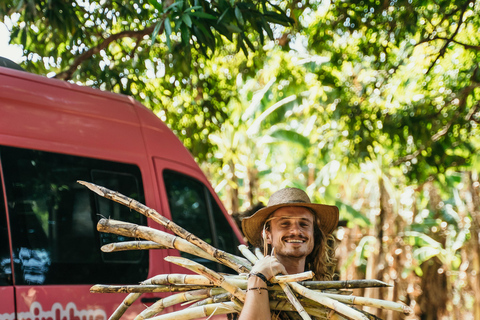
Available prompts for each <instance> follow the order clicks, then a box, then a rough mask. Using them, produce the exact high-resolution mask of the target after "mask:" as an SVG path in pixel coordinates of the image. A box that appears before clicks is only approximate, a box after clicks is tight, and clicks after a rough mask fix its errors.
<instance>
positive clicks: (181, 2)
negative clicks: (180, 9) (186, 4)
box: [165, 1, 183, 12]
mask: <svg viewBox="0 0 480 320" xmlns="http://www.w3.org/2000/svg"><path fill="white" fill-rule="evenodd" d="M182 7H183V1H177V2H174V3H172V4H171V5H170V6H169V7H168V8H167V9H165V12H168V11H178V10H179V9H181V8H182Z"/></svg>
________________________
## BRIEF
Leaving pictures aside, write out each record above exactly as given.

## EXERCISE OUTPUT
Available prompts for each <instance> follow the order clicks, then a box, then a rough mask. Using them, produce the exact high-resolution mask of the target after "mask:" as an SVG path in pixel coordinates of the image. A box that appears before clicks is only approximate, a box after clicks is tight, and clicks after a rough mask fix its errors.
<instance>
positive clicks: (181, 2)
negative clicks: (180, 9) (186, 4)
box: [165, 1, 183, 12]
mask: <svg viewBox="0 0 480 320" xmlns="http://www.w3.org/2000/svg"><path fill="white" fill-rule="evenodd" d="M182 7H183V1H177V2H174V3H172V4H171V5H170V6H169V7H168V8H167V9H165V12H168V11H178V10H179V9H181V8H182Z"/></svg>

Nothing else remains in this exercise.